**Text**
════════════════

In the Christian Bible, Jesus returned to Jerusalem from his forty days in the desert just before Passover. In fact, in the Gospel according to John, Jesus was killed on the day before the first night of Passover, at the time when lambs were traditionally slaughtered for the Passover feast (because Jesus was the Lamb of God, etc. – SYMBOLISM, Y’ALL). There are a few differing accounts of when Jesus actually died, but most Christian texts, philosophers and scholars agree that it was around the time of Passover. Easter is still celebrated the week after Passover, which is why it’s a different day each year, because the Jewish calendar is lunar rather than solar.
Her symbols (like the egg and the bunny) were and still are fertility and sex symbols (or did you actually think eggs and bunnies had anything to do with the resurrection?).
Actually, according to Jacob Grimm’s Deutsche Mythologie, which he wrote after journeying across Germany and recording its oral mythological traditions, the idea of resurrection was part and parcel of celebrating the goddess Ostara:
“Ostara, Eástre seems therefore to have been the divinity of the radiant dawn, of upspringing light, a spectacle that brings joy and blessing, whose meaning could be easily adapted by the resurrection-day of the Christian’s God. Bonfires were lighted at Easter and according to popular belief of long standing, the moment the sun rises on Easter Sunday morning, he gives three joyful leaps, he dances for joy … Water drawn on the Easter morning is, like that at Christmas, holy and healing … here also heathen notions seems to have grafted themselves on great Christian festivals. Maidens clothed in white, who at Easter, at the season of returning spring, show themselves in clefts of the rock and on mountains, are suggestive of the ancient goddess.”
Spring is a sort of resurrection after all, with the land coming back to life after lying dead and bare during the winter months. To say that ancient peoples thought otherwise is foolish, naïve and downright uninformed. Many, many pagan celebrations centre around the return of light and the rebirth of the land; these ideas are not new themes in the slightest.
And yes, rabbits and eggs are fertility symbols, and they are, in fact, associated with Eostre.
Look. Here’s the thing. Our Western Easter traditions incorporate a lot of elements from a bunch of different religious backgrounds. You can’t really say that it’s just about resurrection, or just about spring, or just about fertility and sex. You can’t pick one thread out of a tapestry and say, “Hey, now this particular strand is what this tapestry’s really about.” It doesn’t work that way; very few things in life do.
The fact is that the Ancient Romans were smart when it came to conquering. In their pagan days, they would absorb gods and goddesses from every religion they encountered into their own pantheon; when the Roman Empire became Christian, the Roman Catholic Church continued to do the same thing, in a manner of speaking.
And do you know why that worked so well? Because adaptability is a really, really good trait to have in terms of survival of the fittest (something I wish the present-day Catholic Church would remember). Scratch the surface of just about any Christian holiday, and you’ll find pagan elements, if not a downright pagan theme, underneath.
Know what else? Most Christians know this. Or, at least, most of the Christians that I’m friends with (which is, admittedly, a fairly small sampling). They know that Jesus wasn’t really born on December 25th, and they know that there were never any actual snakes in Ireland, and they know that rabbits and eggs are fertility symbols. But they don’t care, because they realize that religions evolve and change and that that’s actually a good thing, not a bad thing. The fact that many Christian saints are just re-imagined pagan gods and goddesses doesn’t alter their faith one iota; because faith isn’t about reason or sense, it’s about belief.

════════════════

**Excerpted records**

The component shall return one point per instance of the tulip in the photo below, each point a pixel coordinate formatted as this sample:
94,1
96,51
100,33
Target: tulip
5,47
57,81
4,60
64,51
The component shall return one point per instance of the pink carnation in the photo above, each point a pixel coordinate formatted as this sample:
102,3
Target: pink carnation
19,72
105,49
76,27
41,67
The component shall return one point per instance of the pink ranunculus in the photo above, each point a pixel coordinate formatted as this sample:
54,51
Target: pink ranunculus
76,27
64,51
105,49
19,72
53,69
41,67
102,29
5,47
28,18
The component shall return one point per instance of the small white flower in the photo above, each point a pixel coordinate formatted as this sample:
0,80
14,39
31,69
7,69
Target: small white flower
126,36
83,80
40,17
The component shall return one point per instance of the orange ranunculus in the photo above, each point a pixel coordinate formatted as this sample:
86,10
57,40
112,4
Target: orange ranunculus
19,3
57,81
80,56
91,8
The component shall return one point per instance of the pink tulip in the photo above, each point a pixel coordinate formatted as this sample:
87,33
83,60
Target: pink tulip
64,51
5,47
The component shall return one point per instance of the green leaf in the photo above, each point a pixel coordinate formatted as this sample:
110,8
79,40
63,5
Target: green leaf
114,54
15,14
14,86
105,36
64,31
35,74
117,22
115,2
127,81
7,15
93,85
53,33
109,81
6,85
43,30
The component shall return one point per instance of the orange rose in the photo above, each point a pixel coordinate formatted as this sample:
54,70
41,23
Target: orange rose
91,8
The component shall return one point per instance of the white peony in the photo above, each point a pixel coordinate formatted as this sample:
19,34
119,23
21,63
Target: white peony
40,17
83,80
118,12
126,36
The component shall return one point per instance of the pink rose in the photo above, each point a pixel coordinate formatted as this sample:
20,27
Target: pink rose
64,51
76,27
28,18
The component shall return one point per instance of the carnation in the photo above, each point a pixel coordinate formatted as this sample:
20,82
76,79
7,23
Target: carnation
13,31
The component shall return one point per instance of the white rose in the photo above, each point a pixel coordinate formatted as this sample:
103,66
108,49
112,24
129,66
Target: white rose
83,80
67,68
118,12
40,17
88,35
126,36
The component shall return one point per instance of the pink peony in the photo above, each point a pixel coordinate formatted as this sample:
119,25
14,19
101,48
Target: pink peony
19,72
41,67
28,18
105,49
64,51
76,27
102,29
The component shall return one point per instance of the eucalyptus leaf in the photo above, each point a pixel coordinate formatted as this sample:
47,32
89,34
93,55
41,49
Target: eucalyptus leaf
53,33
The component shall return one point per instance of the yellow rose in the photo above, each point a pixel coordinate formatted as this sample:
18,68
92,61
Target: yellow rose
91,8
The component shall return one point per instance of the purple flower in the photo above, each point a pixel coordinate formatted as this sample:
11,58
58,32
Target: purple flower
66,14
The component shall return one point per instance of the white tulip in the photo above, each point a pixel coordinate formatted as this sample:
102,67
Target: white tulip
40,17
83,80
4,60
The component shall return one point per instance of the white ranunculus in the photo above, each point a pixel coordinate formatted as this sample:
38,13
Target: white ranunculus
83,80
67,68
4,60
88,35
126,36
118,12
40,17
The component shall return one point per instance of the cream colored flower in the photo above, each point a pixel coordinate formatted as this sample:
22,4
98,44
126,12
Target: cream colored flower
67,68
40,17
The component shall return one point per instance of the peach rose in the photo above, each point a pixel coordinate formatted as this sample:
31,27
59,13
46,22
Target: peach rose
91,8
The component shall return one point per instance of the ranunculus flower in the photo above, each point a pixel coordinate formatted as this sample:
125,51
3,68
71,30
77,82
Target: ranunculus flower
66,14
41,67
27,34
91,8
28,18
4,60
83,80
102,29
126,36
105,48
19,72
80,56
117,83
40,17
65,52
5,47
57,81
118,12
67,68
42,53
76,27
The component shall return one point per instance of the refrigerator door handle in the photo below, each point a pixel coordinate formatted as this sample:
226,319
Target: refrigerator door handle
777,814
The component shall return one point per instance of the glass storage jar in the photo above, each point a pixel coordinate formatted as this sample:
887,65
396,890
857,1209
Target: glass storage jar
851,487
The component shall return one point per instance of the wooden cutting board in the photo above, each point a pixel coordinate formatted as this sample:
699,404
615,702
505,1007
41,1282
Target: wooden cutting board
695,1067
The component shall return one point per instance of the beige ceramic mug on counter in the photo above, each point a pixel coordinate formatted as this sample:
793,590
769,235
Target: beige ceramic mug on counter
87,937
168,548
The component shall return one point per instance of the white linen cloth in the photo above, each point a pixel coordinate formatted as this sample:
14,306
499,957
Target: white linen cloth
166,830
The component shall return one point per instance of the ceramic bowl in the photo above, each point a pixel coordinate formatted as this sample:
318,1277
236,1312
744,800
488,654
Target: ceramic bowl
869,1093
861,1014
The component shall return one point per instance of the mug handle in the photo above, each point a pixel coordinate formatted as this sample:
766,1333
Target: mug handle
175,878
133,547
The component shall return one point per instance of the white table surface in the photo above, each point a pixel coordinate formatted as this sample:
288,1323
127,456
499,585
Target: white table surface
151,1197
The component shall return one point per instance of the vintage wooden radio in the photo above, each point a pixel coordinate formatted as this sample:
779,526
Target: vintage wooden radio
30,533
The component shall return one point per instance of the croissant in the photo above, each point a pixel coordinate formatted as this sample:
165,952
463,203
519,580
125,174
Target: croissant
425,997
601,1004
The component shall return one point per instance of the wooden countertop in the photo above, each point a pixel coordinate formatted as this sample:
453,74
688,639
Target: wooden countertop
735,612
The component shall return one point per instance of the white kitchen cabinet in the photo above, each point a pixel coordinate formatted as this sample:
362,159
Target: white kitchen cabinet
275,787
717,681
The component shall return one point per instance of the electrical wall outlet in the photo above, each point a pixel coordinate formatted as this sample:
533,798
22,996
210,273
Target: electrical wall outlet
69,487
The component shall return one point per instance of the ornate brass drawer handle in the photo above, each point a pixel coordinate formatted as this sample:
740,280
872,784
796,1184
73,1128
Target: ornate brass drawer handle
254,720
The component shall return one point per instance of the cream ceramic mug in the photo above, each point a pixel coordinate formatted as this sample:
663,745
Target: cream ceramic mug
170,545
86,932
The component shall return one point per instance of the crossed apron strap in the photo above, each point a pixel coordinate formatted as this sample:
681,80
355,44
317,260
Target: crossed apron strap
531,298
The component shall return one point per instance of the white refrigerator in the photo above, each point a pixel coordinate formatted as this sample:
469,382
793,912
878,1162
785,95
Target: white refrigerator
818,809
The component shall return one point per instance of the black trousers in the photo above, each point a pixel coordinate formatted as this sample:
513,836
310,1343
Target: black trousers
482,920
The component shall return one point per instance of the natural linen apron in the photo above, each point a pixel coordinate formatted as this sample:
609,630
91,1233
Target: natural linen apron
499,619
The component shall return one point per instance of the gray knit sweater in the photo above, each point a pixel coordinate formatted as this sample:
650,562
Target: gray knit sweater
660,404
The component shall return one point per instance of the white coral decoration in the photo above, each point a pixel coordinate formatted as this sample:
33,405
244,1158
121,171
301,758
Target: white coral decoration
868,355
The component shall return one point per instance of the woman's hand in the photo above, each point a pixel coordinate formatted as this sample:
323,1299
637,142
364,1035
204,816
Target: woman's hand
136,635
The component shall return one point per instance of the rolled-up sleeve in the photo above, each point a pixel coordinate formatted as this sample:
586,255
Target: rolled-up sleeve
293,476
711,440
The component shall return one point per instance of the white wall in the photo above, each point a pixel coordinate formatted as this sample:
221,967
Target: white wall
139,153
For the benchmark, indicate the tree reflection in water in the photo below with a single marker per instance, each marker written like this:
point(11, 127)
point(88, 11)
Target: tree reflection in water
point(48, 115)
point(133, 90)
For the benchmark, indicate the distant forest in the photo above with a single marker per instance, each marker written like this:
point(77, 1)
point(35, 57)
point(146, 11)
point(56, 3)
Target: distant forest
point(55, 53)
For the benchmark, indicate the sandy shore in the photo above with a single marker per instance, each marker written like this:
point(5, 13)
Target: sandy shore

════════════════

**Jobs**
(a) Answer these questions about the Easter text:
(i) According to the Gospel according to John, on what day was Jesus killed?
(ii) Which work by Jacob Grimm links the idea of resurrection to celebrating the goddess Ostara?
(iii) In their pagan days, what did the Ancient Romans do with the gods and goddesses of religions they encountered?
(b) Write out the passage of the Easter text from "The fact is" up to and including "pagan theme, underneath.".

**Results of the exercise**
(a)
(i) The day before the first night of Passover, when lambs were traditionally slaughtered for the Passover feast.
(ii) Deutsche Mythologie.
(iii) They absorbed them into their own pantheon.

(b)
The fact is that the Ancient Romans were smart when it came to conquering. In their pagan days, they would absorb gods and goddesses from every religion they encountered into their own pantheon; when the Roman Empire became Christian, the Roman Catholic Church continued to do the same thing, in a manner of speaking.
And do you know why that worked so well? Because adaptability is a really, really good trait to have in terms of survival of the fittest (something I wish the present-day Catholic Church would remember). Scratch the surface of just about any Christian holiday, and you’ll find pagan elements, if not a downright pagan theme, underneath.